_Collected data:_
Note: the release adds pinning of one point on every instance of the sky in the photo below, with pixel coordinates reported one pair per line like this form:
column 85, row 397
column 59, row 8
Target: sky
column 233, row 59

_Work order:_
Please transcribe all of the entries precisely.

_Answer:_
Note: the release adds pinning of one point on every instance of the sky in the photo below, with pixel coordinates reported one pair per line like this form:
column 85, row 397
column 59, row 8
Target: sky
column 233, row 59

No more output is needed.